# Work to complete
Quote the records beneath, complete and exact. Leave out images.

:::

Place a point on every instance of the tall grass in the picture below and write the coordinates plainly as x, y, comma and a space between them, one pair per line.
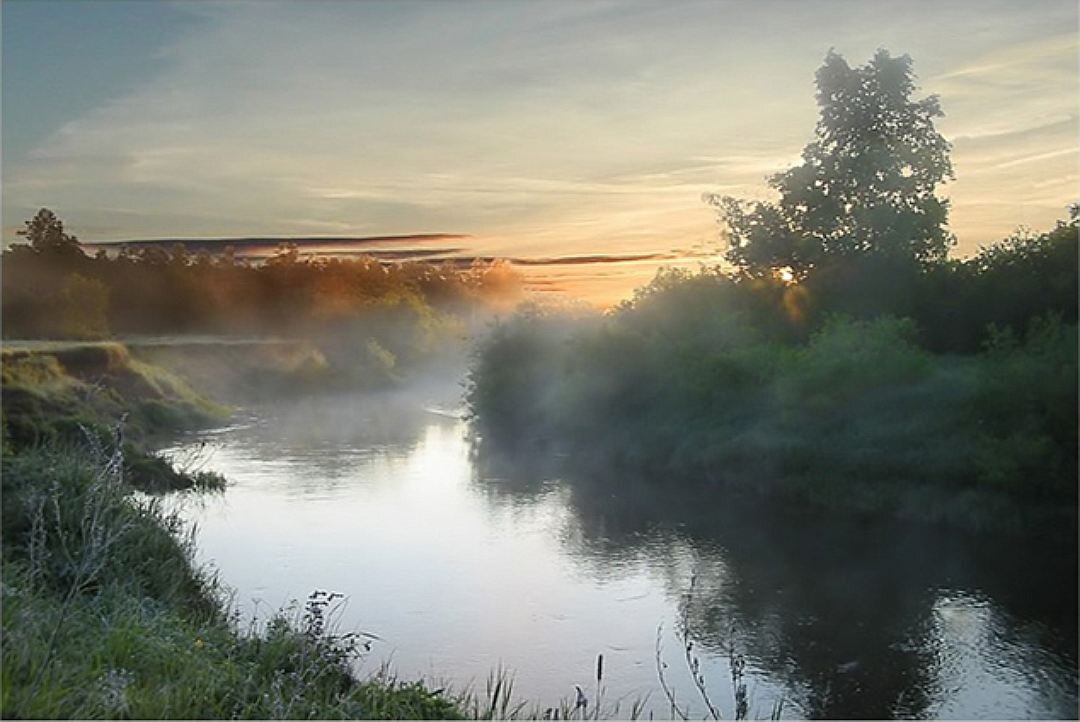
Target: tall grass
858, 416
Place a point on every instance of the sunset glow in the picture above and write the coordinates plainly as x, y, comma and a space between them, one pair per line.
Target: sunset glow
534, 131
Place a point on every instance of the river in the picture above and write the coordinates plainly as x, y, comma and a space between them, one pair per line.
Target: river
461, 567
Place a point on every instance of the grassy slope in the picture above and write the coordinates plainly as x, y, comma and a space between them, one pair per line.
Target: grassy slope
104, 612
858, 418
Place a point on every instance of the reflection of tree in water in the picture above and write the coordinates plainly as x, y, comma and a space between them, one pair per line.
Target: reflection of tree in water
325, 438
847, 612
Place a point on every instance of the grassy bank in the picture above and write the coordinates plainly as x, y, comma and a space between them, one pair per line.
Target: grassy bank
100, 392
859, 416
105, 614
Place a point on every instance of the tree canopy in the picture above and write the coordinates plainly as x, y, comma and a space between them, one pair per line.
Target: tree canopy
45, 233
866, 184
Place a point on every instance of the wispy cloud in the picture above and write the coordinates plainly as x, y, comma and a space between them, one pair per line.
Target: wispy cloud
544, 131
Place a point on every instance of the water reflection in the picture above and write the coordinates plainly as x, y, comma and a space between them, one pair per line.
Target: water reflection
859, 618
462, 559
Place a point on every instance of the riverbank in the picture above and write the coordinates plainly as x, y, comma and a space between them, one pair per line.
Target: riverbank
858, 417
105, 612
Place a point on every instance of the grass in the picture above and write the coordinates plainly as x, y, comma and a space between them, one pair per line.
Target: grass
105, 615
66, 394
858, 417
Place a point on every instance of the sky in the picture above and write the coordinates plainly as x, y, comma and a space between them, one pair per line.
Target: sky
540, 130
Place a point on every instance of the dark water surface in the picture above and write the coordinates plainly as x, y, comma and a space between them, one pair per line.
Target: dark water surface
460, 566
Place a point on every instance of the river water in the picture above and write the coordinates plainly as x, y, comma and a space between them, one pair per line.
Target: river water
461, 566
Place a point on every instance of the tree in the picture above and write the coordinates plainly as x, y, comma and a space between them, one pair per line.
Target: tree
45, 233
866, 182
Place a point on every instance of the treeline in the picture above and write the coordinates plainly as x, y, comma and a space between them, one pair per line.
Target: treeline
53, 289
808, 394
845, 361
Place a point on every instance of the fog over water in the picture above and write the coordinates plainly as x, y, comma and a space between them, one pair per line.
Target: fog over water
460, 563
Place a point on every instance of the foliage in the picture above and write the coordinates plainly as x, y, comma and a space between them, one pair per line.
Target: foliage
52, 289
686, 383
865, 186
106, 616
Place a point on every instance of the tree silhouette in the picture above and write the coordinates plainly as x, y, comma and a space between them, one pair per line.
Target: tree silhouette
866, 182
45, 233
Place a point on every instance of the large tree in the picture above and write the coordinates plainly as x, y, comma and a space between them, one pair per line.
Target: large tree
45, 233
866, 182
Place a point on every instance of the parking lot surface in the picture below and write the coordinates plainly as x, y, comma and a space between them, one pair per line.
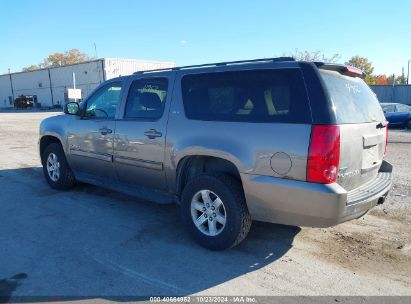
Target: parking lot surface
96, 243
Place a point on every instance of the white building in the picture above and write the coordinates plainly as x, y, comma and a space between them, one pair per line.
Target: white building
48, 85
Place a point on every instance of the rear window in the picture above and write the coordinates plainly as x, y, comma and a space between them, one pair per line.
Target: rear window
353, 100
249, 96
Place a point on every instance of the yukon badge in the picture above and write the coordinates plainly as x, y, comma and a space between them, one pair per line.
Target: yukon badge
343, 172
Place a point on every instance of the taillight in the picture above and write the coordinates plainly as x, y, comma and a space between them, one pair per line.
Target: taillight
324, 154
386, 139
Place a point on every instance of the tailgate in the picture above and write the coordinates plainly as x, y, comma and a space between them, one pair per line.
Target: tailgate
361, 153
362, 128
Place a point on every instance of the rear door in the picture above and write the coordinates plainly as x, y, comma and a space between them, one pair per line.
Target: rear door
141, 132
362, 128
90, 138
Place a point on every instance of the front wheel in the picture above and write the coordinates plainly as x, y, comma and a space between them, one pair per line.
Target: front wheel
56, 169
214, 211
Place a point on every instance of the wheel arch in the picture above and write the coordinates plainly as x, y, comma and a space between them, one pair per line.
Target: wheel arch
193, 165
45, 141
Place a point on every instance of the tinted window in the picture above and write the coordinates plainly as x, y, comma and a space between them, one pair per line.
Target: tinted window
353, 101
388, 108
103, 103
403, 108
250, 96
146, 98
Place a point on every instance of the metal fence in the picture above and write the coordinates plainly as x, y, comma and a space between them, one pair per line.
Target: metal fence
398, 93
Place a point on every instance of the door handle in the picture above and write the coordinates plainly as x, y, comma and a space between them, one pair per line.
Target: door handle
105, 131
152, 133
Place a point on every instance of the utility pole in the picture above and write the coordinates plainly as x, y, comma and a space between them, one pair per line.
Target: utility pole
74, 84
11, 85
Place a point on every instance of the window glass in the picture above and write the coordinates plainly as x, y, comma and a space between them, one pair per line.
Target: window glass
146, 98
352, 98
403, 108
388, 108
249, 96
103, 103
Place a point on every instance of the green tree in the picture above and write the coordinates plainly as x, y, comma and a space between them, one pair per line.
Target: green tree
69, 57
59, 59
365, 65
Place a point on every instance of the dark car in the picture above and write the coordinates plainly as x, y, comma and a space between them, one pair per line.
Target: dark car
398, 115
23, 102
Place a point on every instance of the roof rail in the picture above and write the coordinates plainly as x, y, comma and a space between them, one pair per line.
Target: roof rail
277, 59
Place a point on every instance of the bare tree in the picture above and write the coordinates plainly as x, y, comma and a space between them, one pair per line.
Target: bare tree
314, 56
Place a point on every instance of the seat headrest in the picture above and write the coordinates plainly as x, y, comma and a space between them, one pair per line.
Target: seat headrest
150, 100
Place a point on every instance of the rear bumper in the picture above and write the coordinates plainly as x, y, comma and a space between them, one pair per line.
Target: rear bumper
300, 203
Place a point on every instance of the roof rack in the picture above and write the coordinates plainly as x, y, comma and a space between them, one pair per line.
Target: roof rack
277, 59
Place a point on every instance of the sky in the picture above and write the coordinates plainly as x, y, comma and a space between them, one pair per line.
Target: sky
195, 32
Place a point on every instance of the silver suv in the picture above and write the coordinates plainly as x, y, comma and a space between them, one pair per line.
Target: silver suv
274, 140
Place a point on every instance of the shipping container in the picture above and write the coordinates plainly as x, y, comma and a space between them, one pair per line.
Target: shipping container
49, 85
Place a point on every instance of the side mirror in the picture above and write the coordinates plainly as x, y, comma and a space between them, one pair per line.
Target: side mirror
72, 108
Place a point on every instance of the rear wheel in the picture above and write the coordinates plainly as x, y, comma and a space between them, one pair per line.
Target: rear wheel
214, 211
56, 169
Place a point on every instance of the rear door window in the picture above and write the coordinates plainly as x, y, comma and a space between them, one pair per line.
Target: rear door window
146, 98
353, 100
403, 108
249, 96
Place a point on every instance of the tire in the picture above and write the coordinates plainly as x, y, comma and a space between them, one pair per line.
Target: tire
226, 233
54, 155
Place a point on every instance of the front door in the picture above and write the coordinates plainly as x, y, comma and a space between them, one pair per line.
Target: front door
141, 132
91, 137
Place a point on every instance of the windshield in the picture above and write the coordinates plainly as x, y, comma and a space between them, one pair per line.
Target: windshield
353, 100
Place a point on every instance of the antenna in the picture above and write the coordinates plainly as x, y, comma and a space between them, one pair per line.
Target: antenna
95, 49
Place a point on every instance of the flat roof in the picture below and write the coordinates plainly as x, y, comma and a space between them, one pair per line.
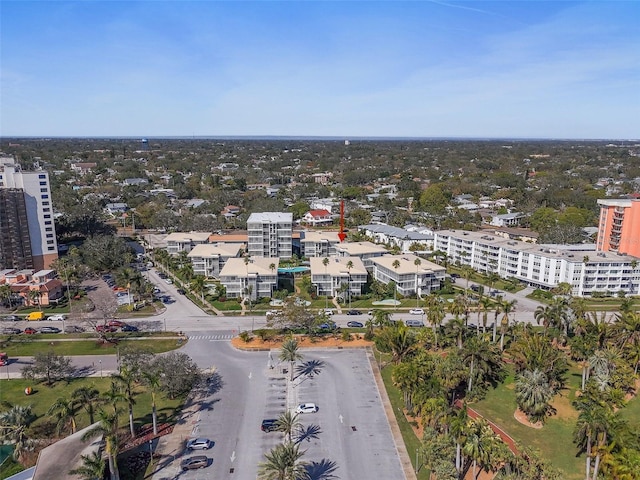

:::

# Solution to this task
Place a point on every instance of the tall grass in the picture below and write the coordinates plainly as x, y, comma and a space between them, one pair per line.
Target: tall grass
858, 416
Place a point on every instance of the sunset glow in the picture above and write the coordinates plainly as x, y, comma and a space between them, one pair per line.
Target: sunset glow
534, 131
Place a point on every instance of the river in the picture above and write the coordinates plainly as x, y, comma and a space between them, one pair per line.
Target: river
461, 567
Place a point on every instance of the grassy slope in the picture above and write the coordinates plainly as x, y, comma and a space between them, one pair per line.
Target: grassy slope
104, 612
858, 418
Place a point on every instance of the reflection of tree in water in the picture above and write the coordinates plainly as x, y, comma and a space between them, one pair per line.
Target: reflection of tree in water
325, 438
847, 612
Place a point on every instance of the grassy bank in the picture above and write the coordinates plainly as x, y, comma and a space between them, one pair per line.
Target: grassy bank
100, 392
859, 416
105, 614
Place a point on every instance of the tree canopy in the picture above and write the coordinates plainly as x, y, comma and a space between them, one pair per line.
Target: tree canopy
45, 233
866, 184
Place a point on every instance of the wispy cloud in the picture above and write the coordinates plainly as x, y, comma and a space between them, one pair per line.
Target: wispy cloud
544, 131
Place a point on every instance of the water reflection in the picture above and write the coordinates plainly as x, y, comma and a space between them, one pair per line.
Target: water reflection
859, 618
462, 559
Place a point on every instance of the riverbank in the picture above and write the coordinates plainly as x, y, comma and a space between them, one pair per line.
Target: riverbank
858, 417
105, 612
Place a point on every instance of the grass in the picture above and write the coordinates plainly as x, y, comma and a space between them, one pair per line.
Target: grass
105, 615
66, 394
858, 417
Place a point on every instance of the sky in the picture above and write the coordinates plainly as x, y, comma and a space between them, one pair per line.
Target: sky
540, 130
Place a point on every instance of the dark water surface in the picture above and write the coordinates plainly as x, y, comma and a space between them, one pair per line.
Target: dark water surface
460, 566
Place a point on every instance of the river water in the picture above and write the coordinates plainly as x, y, comma and a space between them, one pair per line.
Target: river water
461, 566
Place a point on every instance of the tree in the picture above and write the coordinates plainly as x, y, comma and a space between them, one pair per line.
Target: tree
45, 233
866, 182
Place a point on every instance of the treeline in the picture above and write the coordinates plainly as x, y, comma and a space between them, one pair per line.
Target: treeline
53, 289
808, 394
845, 361
Place a point on every instance of the fog over water in the picture above and write the coordinates plainly as x, y, comma and a space between them, one pair per line.
Target: fog over water
460, 563
Place a point on every instance of the foliage in the picture above and write the coordinates plainly as x, y, comma and a space between them, one pair per line.
Target: foliage
52, 289
686, 383
865, 186
106, 616
Place a point on every instance of the tree silhouette in the picture above and write the coordinates plainly as x, y, comma and a space between them, one pair per line.
Target: tree silhouette
866, 182
45, 233
Place a point on every instance of the large tree in the picture above and write the coordinates plainly as x, y, comma and a space between them, one pair per line.
Target: large tree
45, 233
866, 182
Place a point on every instance of the parking lot surface in the picture below and write the coordinates plainly as x, y, comma and a space between them, one pair per line.
Target: parking lot surface
96, 243
Place a point on every instance of the white building in the picture above and write the coordinates plainly as x, y, comma and a space between them, one pair per line.
Target: white building
48, 85
Place a point on every instance of the rear window in the picture above and write the coordinates plainly as x, y, comma and a space between them, one pair per line.
Target: rear window
353, 100
249, 96
Place a point on every instance of the yukon badge in the picture above and write the coordinates plainly as x, y, comma and a space between them, one pair per line.
Target: yukon badge
343, 172
Place a point on every instance of the taillight in the picture above and write the coordinates plainly as x, y, comma and a space between them, one pair per line.
Target: taillight
324, 154
386, 139
Place a point on every instance of the tailgate in the picture above and write the coordinates plainly as x, y, comma and a space between them, one pair per line.
Target: tailgate
361, 153
362, 128
Place a point on every instance of the rear door in the picture above and write the coordinates plainly as x, y, comma and a space between them, one pair per line.
Target: rear door
141, 132
362, 128
90, 138
Place a point on every instance of the front wheel in the picture above and write the coordinates plainly as x, y, comma and a space between them, one pair per line.
Target: front wheel
56, 169
214, 211
Place a point on every instance of the wheel arch in the picture above and write the coordinates plainly as x, y, comma and a space between them, one pair per line.
Target: wheel arch
193, 165
45, 141
Place a point on every instance of the tinted window in the picture above and write the coordinates plainly as x, y, comma and a space between them, one pair per line.
Target: tinted window
353, 101
388, 108
103, 103
403, 108
250, 96
146, 98
Place a point on every instance of the metal fence in the picture above and write the coordinates plainly as x, y, comma and a space between them, one pair per line.
Target: metal fence
398, 93
Place a point on every instance of the door handle in the picture above and write the coordinates plainly as x, y, comma and a space between them, one pair per line.
Target: door handle
105, 131
152, 133
Place a point on every instance of the utility pole in the picture above and write the coordinates plainly as x, y, comma and a space between them, one pair per line.
Target: utility pole
74, 84
11, 85
Place a point on every instance of the window glass in the picture above and write the coordinates plainly as x, y, comma and a space between them, one pair per line.
Target: window glass
146, 98
352, 98
403, 108
388, 108
249, 96
103, 103
Place a point on every instance of the green tree in the picture above and write the coordinates plainly as x, y, comma and a space between them, one pair per line.
Target: green tree
69, 57
59, 59
365, 65
Place a point on every instance of the dark car in the picture above and write the coordinates plainly as x, y, comma and a space between them, one pair per line.
Target: dark car
398, 115
23, 102
Place a point on every instance of the roof rail in the picture above and write the coordinates plainly as x, y, comma and a space between them, one pair per line.
Target: roof rail
277, 59
Place a point on every instance of the bare tree in the picture above and write the coordinates plainly as x, y, comma and a space between them, one pair per line.
Target: bare tree
314, 56
Place a point on every instance of the seat headrest in the picture above and write the coordinates plainly as x, y, comma and a space between them, one pair per line.
Target: seat headrest
150, 100
Place a point on every instance of the rear bumper in the picture above and write the coordinates plainly as x, y, comma and a space between them, one pair per line.
Target: rear bumper
300, 203
Place a point on every instance of the roof rack in the picture above and write the coordinates plainly as x, y, comma and a space between them, one pair per line.
Target: roof rack
277, 59
Place a point on every instance of the sky in the picture above and write the coordinates plainly as x, y, comma and a space between them, one pair per line.
Target: sky
195, 32
Place a point on every instance of the silver suv in the picture above and write the coordinates plainly as x, y, comma and a space between them, one pair per line.
Target: silver suv
274, 140
Place a point on every instance of the shipping container in the picture above and write the coordinates plainly as x, y, comma and a space between them, one pair per line.
Target: shipping container
49, 85
Place a point on every instance of the side mirror in the picture above and write the coordinates plainly as x, y, comma and a space between them, one pair per line.
Target: side mirror
72, 108
Place a point on every instance of the rear wheel in the picture above and write the coordinates plainly as x, y, comma and a space between them, one pair per line.
Target: rear wheel
214, 211
56, 169
Place a point on every instance of the rear door window in the picture above and write the coordinates plainly as x, y, comma and a space between them, one pair per line.
Target: rear door window
146, 98
353, 100
403, 108
249, 96
Place a point on every instance of the tire in the picture above and write the coordinates plainly as x, y, comma and a space between them, one pair per line.
Target: tire
226, 233
54, 155
Place a point on every instance of the front door in the picture above and write the coordinates plainly as x, y, comma and a space between them, one pair per line.
Target: front door
141, 132
91, 137
Place a point on every instance of the windshield in the picture above and write the coordinates plainly as x, y, comma and a space between them, one pair per line.
Target: windshield
353, 100
Place a point on every instance of the antenna in the picture above and write the coordinates plainly as x, y, comma and a space between them, one pair per line.
Target: antenna
95, 49
Place a point on every instance of the flat roof in the picture below and write the coordinates plainly as x, y, comma and a space between them, one pair per line.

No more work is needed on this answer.